=== Exercise data ===
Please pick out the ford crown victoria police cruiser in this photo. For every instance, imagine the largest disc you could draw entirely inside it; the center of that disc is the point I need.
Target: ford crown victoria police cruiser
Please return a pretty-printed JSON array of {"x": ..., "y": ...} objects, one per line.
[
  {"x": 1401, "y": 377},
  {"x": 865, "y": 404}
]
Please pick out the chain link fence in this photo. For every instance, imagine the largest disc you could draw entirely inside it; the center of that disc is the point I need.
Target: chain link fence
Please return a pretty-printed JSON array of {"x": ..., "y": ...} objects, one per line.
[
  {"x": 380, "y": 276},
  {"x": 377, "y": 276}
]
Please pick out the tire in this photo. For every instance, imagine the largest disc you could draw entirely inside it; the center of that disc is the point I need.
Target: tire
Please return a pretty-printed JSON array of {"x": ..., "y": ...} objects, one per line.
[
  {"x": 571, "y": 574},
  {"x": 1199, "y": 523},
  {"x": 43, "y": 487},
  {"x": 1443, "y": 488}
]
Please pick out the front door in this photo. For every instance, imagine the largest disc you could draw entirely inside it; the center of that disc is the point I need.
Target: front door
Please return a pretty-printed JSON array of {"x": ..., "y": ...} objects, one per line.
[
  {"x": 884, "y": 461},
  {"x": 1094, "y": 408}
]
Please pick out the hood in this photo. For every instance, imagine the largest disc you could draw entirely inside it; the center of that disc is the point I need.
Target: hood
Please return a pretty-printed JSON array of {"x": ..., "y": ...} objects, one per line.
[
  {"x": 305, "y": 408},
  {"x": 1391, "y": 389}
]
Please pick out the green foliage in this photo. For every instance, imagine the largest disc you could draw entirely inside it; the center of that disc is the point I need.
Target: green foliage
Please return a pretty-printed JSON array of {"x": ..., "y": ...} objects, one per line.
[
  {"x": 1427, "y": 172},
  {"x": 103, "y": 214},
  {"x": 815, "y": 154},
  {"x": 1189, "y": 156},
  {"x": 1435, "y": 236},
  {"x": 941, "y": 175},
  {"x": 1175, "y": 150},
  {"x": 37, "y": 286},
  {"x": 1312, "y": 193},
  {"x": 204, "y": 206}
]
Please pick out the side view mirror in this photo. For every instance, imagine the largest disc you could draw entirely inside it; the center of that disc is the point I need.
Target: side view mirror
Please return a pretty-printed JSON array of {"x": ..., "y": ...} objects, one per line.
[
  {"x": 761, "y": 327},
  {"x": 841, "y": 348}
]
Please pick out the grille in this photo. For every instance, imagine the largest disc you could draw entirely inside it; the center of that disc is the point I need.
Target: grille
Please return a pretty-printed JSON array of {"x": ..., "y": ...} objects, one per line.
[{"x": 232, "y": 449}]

=== Instructions for the task ===
Transcribe the lines exactly, beginning with the line that contains "Please pick out the grille" and ending with the final line above.

=== Task response ===
Please pick out the grille in this photo. For every instance, imagine the largest disc you could draw entirely inside it; the center of that disc is the point I need.
Target: grille
Please return a pretty-printed JSON array of {"x": ..., "y": ...} objects, one per line.
[{"x": 232, "y": 449}]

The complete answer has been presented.